*Data excerpts*:
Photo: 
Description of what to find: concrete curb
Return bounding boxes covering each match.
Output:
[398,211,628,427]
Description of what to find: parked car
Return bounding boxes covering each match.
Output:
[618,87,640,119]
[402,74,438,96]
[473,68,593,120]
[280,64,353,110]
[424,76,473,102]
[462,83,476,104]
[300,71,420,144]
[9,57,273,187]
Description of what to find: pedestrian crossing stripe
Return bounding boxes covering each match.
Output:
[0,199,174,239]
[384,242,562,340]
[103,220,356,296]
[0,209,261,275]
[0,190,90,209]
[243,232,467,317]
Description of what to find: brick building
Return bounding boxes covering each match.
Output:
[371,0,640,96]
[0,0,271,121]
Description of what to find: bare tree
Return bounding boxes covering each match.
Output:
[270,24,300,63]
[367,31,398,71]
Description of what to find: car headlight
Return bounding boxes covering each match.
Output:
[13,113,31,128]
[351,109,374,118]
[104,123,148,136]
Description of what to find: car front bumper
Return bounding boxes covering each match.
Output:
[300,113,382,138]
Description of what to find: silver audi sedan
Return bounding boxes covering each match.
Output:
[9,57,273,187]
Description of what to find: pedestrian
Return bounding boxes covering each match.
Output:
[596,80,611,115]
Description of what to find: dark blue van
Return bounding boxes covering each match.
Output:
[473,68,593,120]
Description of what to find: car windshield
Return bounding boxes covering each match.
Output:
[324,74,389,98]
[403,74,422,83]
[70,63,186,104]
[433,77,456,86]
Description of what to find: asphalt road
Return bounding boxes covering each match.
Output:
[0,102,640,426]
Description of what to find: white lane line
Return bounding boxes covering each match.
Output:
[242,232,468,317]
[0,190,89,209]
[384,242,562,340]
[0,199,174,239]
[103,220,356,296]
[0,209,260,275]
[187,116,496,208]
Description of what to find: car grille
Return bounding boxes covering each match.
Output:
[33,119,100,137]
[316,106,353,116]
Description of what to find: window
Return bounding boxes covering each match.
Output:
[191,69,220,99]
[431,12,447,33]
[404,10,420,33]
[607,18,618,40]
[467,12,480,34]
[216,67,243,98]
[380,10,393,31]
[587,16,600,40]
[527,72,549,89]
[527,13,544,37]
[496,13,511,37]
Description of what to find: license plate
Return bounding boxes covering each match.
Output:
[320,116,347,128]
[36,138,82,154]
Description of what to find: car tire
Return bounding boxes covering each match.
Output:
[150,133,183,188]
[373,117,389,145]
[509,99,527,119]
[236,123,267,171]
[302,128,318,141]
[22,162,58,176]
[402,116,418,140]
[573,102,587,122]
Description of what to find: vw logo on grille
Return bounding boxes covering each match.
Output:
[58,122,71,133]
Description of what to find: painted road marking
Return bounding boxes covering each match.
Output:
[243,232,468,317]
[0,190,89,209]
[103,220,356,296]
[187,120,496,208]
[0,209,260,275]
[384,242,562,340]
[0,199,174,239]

*Exercise*: Reproduce every line from the start of the items down through the line containing "[433,77,456,86]", both ends included, keeping the requests unchanged. Multiply each bounding-box coordinate in the answers by 0.45 and round to the nearest whole number, with halves rounded up.

*Full answer*:
Photo: 
Description of what to find: concrete curb
Return bounding boxes covering each match.
Output:
[179,95,283,192]
Description of what to find: parked car
Return bounding boxes covering each match.
Output:
[278,39,288,54]
[181,33,197,43]
[213,31,267,54]
[126,29,159,50]
[191,34,213,46]
[208,37,214,47]
[135,32,189,65]
[4,26,123,84]
Description of what to find: pedestrian crossing stripe
Return bounding boxes covering each match.
Output:
[0,90,78,108]
[173,109,253,153]
[46,99,160,133]
[0,94,117,124]
[0,86,41,94]
[109,104,210,143]
Description of what to find: brick building
Return bounding boxes covering each match.
Output:
[167,0,288,43]
[0,0,122,54]
Description of what to find: bare tree
Return bounding boxes covering each match.
Output:
[122,11,135,28]
[165,14,179,32]
Description of what to find: car headlight
Return bounding boxes covering each match.
Output:
[6,51,14,58]
[158,49,168,53]
[47,55,67,61]
Description of what to find: car front bumper
Return bounding boxes covering each match.
Output:
[135,51,172,62]
Description of what to find: silver audi sedan
Return bounding boxes covering each match.
Output:
[4,26,123,84]
Description of what to find: pedestrian
Return bounding boxes covering each match.
Output:
[268,36,275,52]
Description of what to find: dark blue van
Return bounding boxes covering each match.
Output:
[213,31,267,54]
Description of what to find: car windshield
Return bounding boxes covering each match.
Output:
[146,33,175,44]
[181,33,190,37]
[32,28,84,47]
[195,35,205,39]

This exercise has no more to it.